-- begin Records shown --

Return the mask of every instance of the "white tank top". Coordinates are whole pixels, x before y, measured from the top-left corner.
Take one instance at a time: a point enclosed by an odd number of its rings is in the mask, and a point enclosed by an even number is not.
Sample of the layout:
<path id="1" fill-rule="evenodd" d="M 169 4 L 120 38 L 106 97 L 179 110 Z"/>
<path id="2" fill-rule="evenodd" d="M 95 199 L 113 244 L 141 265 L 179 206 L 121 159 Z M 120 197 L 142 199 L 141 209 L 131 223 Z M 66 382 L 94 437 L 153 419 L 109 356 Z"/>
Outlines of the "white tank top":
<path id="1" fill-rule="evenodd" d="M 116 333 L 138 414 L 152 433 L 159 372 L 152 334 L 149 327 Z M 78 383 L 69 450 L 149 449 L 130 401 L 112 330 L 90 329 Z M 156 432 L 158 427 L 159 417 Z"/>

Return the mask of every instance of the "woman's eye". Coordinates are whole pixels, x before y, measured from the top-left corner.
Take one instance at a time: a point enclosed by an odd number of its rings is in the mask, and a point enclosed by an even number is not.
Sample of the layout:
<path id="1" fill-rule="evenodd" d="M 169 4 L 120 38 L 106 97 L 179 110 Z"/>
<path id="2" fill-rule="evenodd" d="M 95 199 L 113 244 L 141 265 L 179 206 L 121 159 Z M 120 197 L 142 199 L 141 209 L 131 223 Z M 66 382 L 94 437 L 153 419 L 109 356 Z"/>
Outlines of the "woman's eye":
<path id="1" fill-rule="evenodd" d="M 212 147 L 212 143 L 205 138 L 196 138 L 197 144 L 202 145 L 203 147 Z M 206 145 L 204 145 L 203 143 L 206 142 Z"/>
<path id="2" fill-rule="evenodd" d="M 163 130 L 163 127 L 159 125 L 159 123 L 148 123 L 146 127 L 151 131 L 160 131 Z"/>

-- end Records shown --

> Stated problem
Reproduce the entire listing word for word.

> Written answer
Return the mask of every instance of the "white tank top". Coordinates are whole pixels, x before y, measured from the top-left corner.
Take one instance at a time: a point enclosed by an odd number of its rings is in the mask, and a point enclosed by an even number is not.
Sample of the layout:
<path id="1" fill-rule="evenodd" d="M 169 4 L 120 38 L 106 97 L 179 110 Z"/>
<path id="2" fill-rule="evenodd" d="M 95 199 L 113 244 L 141 265 L 179 206 L 121 159 Z M 120 197 L 142 199 L 141 209 L 131 223 Z M 66 382 L 94 437 L 153 419 L 109 356 Z"/>
Outlines of the "white tank top":
<path id="1" fill-rule="evenodd" d="M 116 333 L 138 414 L 152 433 L 159 372 L 152 334 L 149 327 Z M 78 383 L 69 450 L 149 449 L 130 401 L 112 330 L 90 329 Z M 156 432 L 158 427 L 159 417 Z"/>

Return the mask of every instance of the "woman's eye". Coordinates are whole pixels, x before y, measured from the top-left corner.
Take one instance at a time: a point enclosed by an odd number of its rings is in the mask, and a point enclosed by an even number is not.
Sample of the layout:
<path id="1" fill-rule="evenodd" d="M 169 4 L 120 38 L 106 97 L 179 110 Z"/>
<path id="2" fill-rule="evenodd" d="M 95 199 L 113 244 L 141 265 L 179 206 L 121 159 Z M 120 197 L 142 199 L 141 209 L 131 223 Z M 66 382 L 94 437 L 153 419 L 109 356 Z"/>
Outlines of the "woman's eye":
<path id="1" fill-rule="evenodd" d="M 212 147 L 212 143 L 205 138 L 196 138 L 197 144 L 202 145 L 203 147 Z M 206 145 L 204 145 L 203 143 L 206 142 Z"/>
<path id="2" fill-rule="evenodd" d="M 163 130 L 163 127 L 159 125 L 159 123 L 148 123 L 146 127 L 151 131 L 160 131 Z"/>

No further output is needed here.